WHAT IS ASKED
Count the lines in the records below that contain the word "signage". Reply with only that number.

EXTRACTED ENTRIES
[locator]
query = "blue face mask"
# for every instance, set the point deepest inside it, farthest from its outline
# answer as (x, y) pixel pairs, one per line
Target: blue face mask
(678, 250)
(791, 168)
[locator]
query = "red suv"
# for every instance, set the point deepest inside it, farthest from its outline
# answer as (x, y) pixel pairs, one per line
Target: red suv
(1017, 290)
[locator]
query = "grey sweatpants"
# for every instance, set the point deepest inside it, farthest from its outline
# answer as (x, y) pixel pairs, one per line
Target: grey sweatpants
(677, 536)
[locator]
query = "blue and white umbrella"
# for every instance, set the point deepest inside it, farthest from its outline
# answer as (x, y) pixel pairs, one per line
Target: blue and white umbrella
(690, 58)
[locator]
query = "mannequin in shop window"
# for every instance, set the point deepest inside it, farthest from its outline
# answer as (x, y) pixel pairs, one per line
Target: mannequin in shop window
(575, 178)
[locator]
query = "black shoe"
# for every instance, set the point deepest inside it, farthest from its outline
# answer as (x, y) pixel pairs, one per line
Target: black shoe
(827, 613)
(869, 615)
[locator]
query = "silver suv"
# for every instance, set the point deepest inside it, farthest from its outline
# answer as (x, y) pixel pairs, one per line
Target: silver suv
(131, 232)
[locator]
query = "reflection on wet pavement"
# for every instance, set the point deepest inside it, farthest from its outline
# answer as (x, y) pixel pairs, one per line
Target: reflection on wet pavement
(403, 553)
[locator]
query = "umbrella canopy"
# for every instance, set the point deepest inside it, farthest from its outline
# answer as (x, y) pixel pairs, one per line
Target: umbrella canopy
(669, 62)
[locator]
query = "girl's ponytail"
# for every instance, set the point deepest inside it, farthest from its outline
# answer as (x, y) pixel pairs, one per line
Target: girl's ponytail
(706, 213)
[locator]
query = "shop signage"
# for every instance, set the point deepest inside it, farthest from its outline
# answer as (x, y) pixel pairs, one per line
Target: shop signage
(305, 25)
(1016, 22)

--

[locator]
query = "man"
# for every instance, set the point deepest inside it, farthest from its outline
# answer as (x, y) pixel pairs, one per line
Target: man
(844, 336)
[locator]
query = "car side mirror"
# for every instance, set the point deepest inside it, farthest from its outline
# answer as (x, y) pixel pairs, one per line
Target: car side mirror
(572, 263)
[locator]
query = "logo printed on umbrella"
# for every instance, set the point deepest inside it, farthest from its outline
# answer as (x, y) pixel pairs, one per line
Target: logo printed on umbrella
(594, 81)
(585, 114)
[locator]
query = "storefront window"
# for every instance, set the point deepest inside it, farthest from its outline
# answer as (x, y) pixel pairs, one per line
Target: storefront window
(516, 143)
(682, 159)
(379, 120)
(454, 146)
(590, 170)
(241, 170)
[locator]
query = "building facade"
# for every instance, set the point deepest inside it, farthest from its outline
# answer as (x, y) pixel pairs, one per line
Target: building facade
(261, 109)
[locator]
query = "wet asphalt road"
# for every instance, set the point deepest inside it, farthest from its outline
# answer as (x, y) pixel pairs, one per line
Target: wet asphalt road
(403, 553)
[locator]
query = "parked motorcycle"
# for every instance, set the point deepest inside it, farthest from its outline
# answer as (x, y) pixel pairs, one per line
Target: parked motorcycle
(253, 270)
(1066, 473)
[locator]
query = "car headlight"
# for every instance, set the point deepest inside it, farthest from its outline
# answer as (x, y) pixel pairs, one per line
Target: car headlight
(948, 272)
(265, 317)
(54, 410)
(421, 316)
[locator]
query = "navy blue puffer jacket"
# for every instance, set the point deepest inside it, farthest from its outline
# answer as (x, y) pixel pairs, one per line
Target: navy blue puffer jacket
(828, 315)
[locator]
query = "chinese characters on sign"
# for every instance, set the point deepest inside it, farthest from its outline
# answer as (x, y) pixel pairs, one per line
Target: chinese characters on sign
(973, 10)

...

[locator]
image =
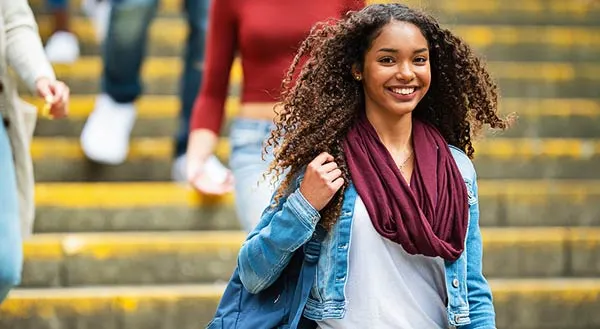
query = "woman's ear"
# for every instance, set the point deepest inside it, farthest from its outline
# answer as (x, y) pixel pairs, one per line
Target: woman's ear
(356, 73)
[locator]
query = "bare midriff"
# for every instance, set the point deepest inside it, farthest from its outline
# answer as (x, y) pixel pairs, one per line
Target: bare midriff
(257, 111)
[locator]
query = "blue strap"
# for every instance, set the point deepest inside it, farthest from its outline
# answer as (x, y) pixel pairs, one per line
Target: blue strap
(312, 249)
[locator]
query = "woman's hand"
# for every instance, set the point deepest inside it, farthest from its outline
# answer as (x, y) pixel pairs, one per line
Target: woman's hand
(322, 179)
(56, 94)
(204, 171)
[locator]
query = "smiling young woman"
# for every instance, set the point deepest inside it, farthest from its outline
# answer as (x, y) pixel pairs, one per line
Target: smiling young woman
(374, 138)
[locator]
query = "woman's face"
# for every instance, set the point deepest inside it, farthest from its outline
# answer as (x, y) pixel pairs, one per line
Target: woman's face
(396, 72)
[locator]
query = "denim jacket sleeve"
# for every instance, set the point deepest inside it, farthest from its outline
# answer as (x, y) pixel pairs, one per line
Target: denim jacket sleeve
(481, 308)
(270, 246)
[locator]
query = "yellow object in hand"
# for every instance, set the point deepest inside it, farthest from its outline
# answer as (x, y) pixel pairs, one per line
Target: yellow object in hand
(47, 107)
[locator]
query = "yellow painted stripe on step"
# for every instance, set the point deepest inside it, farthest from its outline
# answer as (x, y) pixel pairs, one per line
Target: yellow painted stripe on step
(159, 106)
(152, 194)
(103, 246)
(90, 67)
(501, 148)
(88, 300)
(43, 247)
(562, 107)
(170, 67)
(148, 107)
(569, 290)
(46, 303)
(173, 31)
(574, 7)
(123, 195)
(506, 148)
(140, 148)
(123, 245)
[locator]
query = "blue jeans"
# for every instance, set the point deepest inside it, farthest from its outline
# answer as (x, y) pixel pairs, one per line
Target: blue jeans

EXERCISE RESULT
2